[Stored items]
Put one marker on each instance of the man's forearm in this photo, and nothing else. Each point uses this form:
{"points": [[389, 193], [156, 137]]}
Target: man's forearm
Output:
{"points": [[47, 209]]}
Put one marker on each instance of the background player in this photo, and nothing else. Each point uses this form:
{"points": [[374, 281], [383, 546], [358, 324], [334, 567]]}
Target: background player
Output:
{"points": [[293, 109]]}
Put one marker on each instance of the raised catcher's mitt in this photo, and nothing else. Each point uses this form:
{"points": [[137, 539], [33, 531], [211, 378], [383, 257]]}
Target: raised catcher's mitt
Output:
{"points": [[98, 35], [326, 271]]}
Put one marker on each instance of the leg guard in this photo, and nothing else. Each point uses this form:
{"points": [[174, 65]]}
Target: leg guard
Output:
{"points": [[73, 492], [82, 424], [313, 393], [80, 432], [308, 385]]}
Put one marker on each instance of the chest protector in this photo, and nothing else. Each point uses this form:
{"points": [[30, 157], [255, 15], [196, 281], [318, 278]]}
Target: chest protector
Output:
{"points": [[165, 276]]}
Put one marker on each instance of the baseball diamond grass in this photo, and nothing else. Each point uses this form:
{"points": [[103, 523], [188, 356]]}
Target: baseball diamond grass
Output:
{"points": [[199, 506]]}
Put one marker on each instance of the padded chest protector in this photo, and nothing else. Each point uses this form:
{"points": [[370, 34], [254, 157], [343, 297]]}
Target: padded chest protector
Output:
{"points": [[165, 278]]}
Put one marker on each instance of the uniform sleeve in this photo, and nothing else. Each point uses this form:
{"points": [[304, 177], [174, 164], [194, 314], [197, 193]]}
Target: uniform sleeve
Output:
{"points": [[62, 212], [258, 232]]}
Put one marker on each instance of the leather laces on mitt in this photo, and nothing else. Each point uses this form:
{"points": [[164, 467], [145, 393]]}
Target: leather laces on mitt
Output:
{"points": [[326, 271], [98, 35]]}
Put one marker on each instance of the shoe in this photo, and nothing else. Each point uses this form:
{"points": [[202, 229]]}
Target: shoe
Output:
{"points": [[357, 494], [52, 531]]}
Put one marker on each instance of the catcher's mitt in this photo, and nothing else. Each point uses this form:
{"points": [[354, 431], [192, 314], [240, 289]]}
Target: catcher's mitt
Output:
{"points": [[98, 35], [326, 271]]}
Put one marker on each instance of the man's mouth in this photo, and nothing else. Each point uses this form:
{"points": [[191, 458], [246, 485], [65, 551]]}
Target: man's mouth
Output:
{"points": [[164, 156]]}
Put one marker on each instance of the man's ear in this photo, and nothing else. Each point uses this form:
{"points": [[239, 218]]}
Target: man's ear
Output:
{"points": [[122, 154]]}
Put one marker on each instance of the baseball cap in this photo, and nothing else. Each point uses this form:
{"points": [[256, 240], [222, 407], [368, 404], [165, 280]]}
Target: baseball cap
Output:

REQUIREMENTS:
Each of the records should be retyped exactly.

FULL RESPONSE:
Put one marker on each instance of the man's forearm in this photo, and nothing else. Each point uses this form:
{"points": [[389, 193], [156, 137]]}
Target: man's forearm
Output:
{"points": [[47, 209]]}
Put one marker on each instance of the background player in this photo, and nothing else. Each point uses this form:
{"points": [[374, 281], [383, 546], [358, 324], [334, 567]]}
Target: background player
Output:
{"points": [[293, 109]]}
Put one marker on each instance of the raised catcher's mitt in this photo, and nothing else. Each point uses this form:
{"points": [[137, 539], [33, 531], [211, 378], [383, 257]]}
Target: raised catcher's mitt
Output:
{"points": [[98, 35], [326, 271]]}
Put one marker on each instance of the leg guard in this photo, and nothing else. Each point uses this form:
{"points": [[174, 65]]}
Target: leg guard
Output:
{"points": [[73, 492], [82, 424], [313, 393], [80, 432], [308, 385]]}
Put one marker on each instance of the chest protector in this photo, and nothing else. Each point uses this form:
{"points": [[30, 157], [255, 15], [196, 281], [318, 278]]}
Target: chest protector
Output:
{"points": [[165, 276]]}
Put one marker on each instance of the baseball diamond grass in this photo, and nothing else. Each point uses this form:
{"points": [[103, 523], [188, 356]]}
Target: baseball diamond grass
Output:
{"points": [[199, 506]]}
Put one marker on each instance of the padded chest protector in this photo, and nothing else. Each point uses this form:
{"points": [[370, 34], [254, 157], [343, 297]]}
Target: padded chest protector
Output:
{"points": [[165, 278]]}
Put one marker on each instance of the uniform sleeve in this photo, and nothing else. Each point uses this form:
{"points": [[304, 177], [174, 164], [194, 314], [197, 193]]}
Target: uniform sleeve
Output:
{"points": [[62, 212], [258, 232]]}
Put one marker on each instance of the leather laces on mitt in this photo, and nothing else. Each point uses this form:
{"points": [[164, 467], [145, 393]]}
Target: leather laces on mitt
Output:
{"points": [[326, 271], [98, 35]]}
Put one marker on each instance of the shoe in this photo, and nothing else. Each point uses this form:
{"points": [[202, 229]]}
Target: shoe
Output:
{"points": [[357, 494], [52, 531]]}
Put one marker on each instance of the catcher's mitt in this photo, and nothing else. Each point uses this form:
{"points": [[354, 431], [192, 314], [240, 289]]}
Target: catcher's mitt
Output:
{"points": [[98, 35], [326, 271]]}
Put one marker on each instance of the man's mouth in this photo, and nothing else. Each point uses this form:
{"points": [[191, 458], [246, 485], [65, 551]]}
Target: man's mouth
Output:
{"points": [[164, 156]]}
Put one marker on each instance of the man's ear in this photo, and nothing else. Each point uses this form:
{"points": [[239, 218]]}
Target: man's ear
Output:
{"points": [[122, 154]]}
Put one marker on each instance of the baseball cap in this photo, and nothing else. Each point uses this form:
{"points": [[256, 240], [222, 407], [368, 404], [165, 280]]}
Target: baseball cap
Output:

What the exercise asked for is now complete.